I am mostly working on the tender - converting it to a six wheeler, using a Hornby underframe and the GBL body.

I started by cutting away everything except the body from the GBL tender - first I cut it in half vertically, which allowed access to the underframe detail. That was all cut away with a razor saw. Tedious but easy. Then I offered up the two parts of the shell to the Hornby underframe and cut a slice out, glued the whole thing back together and filled the inevitable cut line. This isn't great, because it is quite difficult to get both a perfectly straight saw cut and then it's tricky to align the two sections, but will be OK with a lot of detailed sanding and filing. You may be able to see some strengthening plates inside the tender body - 20thou plastikard. Unfortunately I seem to have lost the tender top and coal load, but when I find it that will be cut down and some real coal added to hide the join.

 

post-17799-0-95738200-1420974906_thumb.jpg

 

post-17799-0-26532400-1420974935_thumb.jpg

 

A bit messy but that will be OK in the end (honest).

 

The rear buffer beam is a bit anaemic, so I'm largely replacing it. It would be nice and easy to make up a new one in brass, but unfortunately it has a small section of the valence moulded on, so I'm having to work with the plastic.

That work consists of a screw coupling, sprung buffers and a Romford vacuum pipe. Other pieces will be added later when I go back and check sources.

▶ _DIRECTIVE A_
Copy the entries word for word, from the line containing "Practice. Find the tree in" through the final line of the entries.
These entries bear no relation to the passage above.

[Dataset entries]
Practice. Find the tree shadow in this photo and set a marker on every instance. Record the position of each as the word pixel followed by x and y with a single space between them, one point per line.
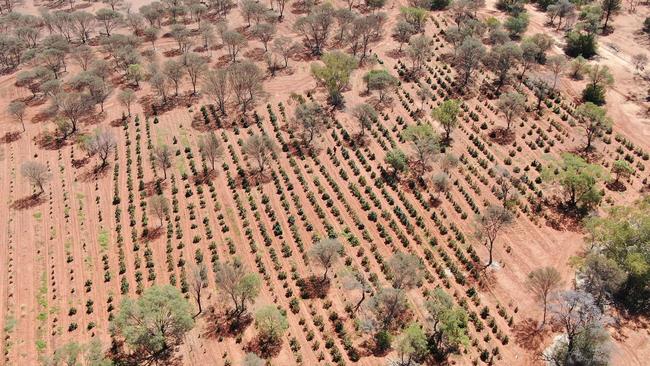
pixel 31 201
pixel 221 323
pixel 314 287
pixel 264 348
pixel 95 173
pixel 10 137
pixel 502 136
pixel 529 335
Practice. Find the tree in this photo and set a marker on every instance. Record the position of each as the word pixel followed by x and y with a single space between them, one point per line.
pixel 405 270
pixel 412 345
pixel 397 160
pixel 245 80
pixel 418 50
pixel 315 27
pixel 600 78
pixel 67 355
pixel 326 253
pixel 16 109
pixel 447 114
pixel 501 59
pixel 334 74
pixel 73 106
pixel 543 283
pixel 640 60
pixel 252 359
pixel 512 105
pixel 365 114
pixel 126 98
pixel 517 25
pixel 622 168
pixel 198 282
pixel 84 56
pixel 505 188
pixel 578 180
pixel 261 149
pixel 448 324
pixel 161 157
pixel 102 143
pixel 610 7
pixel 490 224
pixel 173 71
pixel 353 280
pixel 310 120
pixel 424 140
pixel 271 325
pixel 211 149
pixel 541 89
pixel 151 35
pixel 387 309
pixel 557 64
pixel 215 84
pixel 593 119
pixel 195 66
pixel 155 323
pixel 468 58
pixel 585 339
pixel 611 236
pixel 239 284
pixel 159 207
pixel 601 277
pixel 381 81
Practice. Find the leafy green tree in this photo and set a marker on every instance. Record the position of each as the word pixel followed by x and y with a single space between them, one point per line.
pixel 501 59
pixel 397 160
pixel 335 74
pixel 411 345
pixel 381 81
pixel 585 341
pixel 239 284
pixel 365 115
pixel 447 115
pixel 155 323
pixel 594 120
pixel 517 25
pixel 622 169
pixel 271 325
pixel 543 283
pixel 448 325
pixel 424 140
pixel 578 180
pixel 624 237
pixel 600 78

▶ _DIRECTIVE B_
According to the passage, what material was used for the strengthening plates inside the tender body?

▶ _FULL OUTPUT A_
Practice. Find the tree in this photo and set a marker on every instance. Record the position of each as the word pixel followed by x and y with a single space between them, one point per line.
pixel 405 270
pixel 412 345
pixel 397 160
pixel 245 80
pixel 418 50
pixel 315 27
pixel 600 78
pixel 67 355
pixel 326 253
pixel 16 109
pixel 447 114
pixel 501 59
pixel 334 74
pixel 73 106
pixel 543 283
pixel 640 60
pixel 252 359
pixel 512 105
pixel 365 114
pixel 126 98
pixel 517 25
pixel 622 168
pixel 198 282
pixel 84 56
pixel 505 188
pixel 578 180
pixel 261 149
pixel 448 324
pixel 161 157
pixel 102 143
pixel 610 7
pixel 490 224
pixel 173 71
pixel 353 280
pixel 310 120
pixel 424 140
pixel 271 325
pixel 211 149
pixel 541 89
pixel 151 35
pixel 387 309
pixel 557 64
pixel 215 84
pixel 593 119
pixel 195 66
pixel 155 323
pixel 468 58
pixel 585 339
pixel 611 236
pixel 239 284
pixel 159 207
pixel 601 277
pixel 381 81
Practice. Find the leafy green tree in this photo and set a marker on every instance. Record the position of each as the word pixel followed by x and y with a single space between them, one point per line.
pixel 501 59
pixel 397 160
pixel 335 74
pixel 411 345
pixel 381 81
pixel 585 341
pixel 239 284
pixel 365 115
pixel 447 115
pixel 155 323
pixel 594 120
pixel 517 25
pixel 622 169
pixel 271 325
pixel 543 283
pixel 448 325
pixel 424 140
pixel 578 180
pixel 624 237
pixel 600 78

▶ _FULL OUTPUT B_
20thou plastikard.